━━━ PASSAGE TO READ ━━━

CBDT Circular No. 556, dated 23.02.1990.
Subject : Clarification regarding
applicability of section 269T to amounts kept by agriculturists out of sale
proceeds with commission agents
1. Section
269T of the Income-tax Act provides that no company, co-operative society or firm
shall repay to any person any deposit otherwise than by any account payee
cheque or account payee bank draft where the amount of deposit and interest
thereon, if any, is Rs. 10,000 or more.
2. The
Direct Tax Laws (Amendment) Act, 1987 has amended the definition of “deposit”
for the purpose of section 269T of the Income-tax Act. Under the amended
definition, the said term has been defined to mean “any deposit of money which
is repayable after notice or repayable after a period and, in case of a person other
than a company, includes deposit of any nature”.
3. A
number of references have been received by the Board seeking clarification
whether the sale proceeds of agricultural commodities, left over by the
agriculturists with their ‘Kachcha Arhatiyas’, would also come within the
ambit of deposit of any nature necessitating its payment by an account payee
cheque as provided under section 269T of the Act.
4. The
Board is of opinion that where a ‘Kachcha Arhatiya’ sells goods belonging to an
agriculturist, the sale proceeds thereof which remain with him cannot be
regarded as a deposit made by the agriculturists with the ‘Kachcha Arhatiya’.
Further, whether the ‘Kachcha Arhatiya’ remits only a part of the sale proceeds
to the agriculturist, the unremitted part of the sale proceeds would also not
assume the character of a deposit. Therefore, the repayment of such sale
proceeds does not fall within the purview of section 269T of the Act.
5. However,
such unremitted sale proceeds would assume the character of a deposit if the
amount is retained by the ‘Kachcha Arhatiya’ in pursuance of a direction in
this regard by the agriculturist, irrespective of whether the amount is
retained in the same account or transferred to different accounts and irrespective
of whether the directions are to call it a deposit or just to retain the same
for future payment. The repayment in such cases will be covered under section
269T of the Act.
KEY NOTE
The above circular was relied upon
in Harpal Singh Jaswant Singh v. ITO (1995) 126 Taxation 12 82 TAXMAN 0081 : 51 TTJ 383 (ITAT
Amritsar), and it was held that the provisions of sections 269SS and
269T were not attracted to the facts of the case. (pp. 20-21)
CBDT
Circular No. 522, dated 18.08.1988.
Subject :
Monetary ceilings prescribed in section 40A(3)/269SS/269T - Raised to Rs.
10,000, Rs. 20,000 and Rs. 20,000, respectively, by Direct Tax Laws (Amendment)
Act, 1987 - Clarification regarding effective date of change in monetary
ceilings
1. Provisions
of sections 40A(3), 269SS and 269T have been amended by Direct Tax Laws
(Amendment) Act, 1987 (4 of 1988) and consequently the monetary ceilings
prescribed under the aforesaid sections have been raised from Rs. 2,500 to Rs.
10,000, Rs. 10,000 to Rs. 20,000 and Rs. 10,000 to Rs. 20,000, respectively.

━━━

* [SHORT PROBLEM A]:
Transcribe the Income-tax circulars between "Act, 1987 - Clarification" and "Rs. 20,000, respectively.", inclusive.
* [SHORT PROBLEM B]:
In one to three sentences, explain why, according to the Income-tax circulars, repaying sale proceeds that a 'Kachcha Arhatiya' holds for an agriculturist ordinarily falls outside section 269T.
The items that come next were drawn from a separate source.

━━━ DATA ━━━

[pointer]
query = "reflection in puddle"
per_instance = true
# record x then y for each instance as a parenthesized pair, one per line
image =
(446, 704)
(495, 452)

━━━

* [EXPECTED OUTPUT A]:
Act, 1987 - Clarification regarding effective date of change in monetary
ceilings
1. Provisions
of sections 40A(3), 269SS and 269T have been amended by Direct Tax Laws
(Amendment) Act, 1987 (4 of 1988) and consequently the monetary ceilings
prescribed under the aforesaid sections have been raised from Rs. 2,500 to Rs.
10,000, Rs. 10,000 to Rs. 20,000 and Rs. 10,000 to Rs. 20,000, respectively.

* [EXPECTED OUTPUT B]:
The Board holds that sale proceeds of an agriculturist's goods that remain with the 'Kachcha Arhatiya' cannot be regarded as a deposit made by the agriculturist. Even when only part of the proceeds is remitted, the unremitted part does not take on the character of a deposit. Because section 269T concerns the repayment of deposits, repaying such proceeds does not fall within its purview.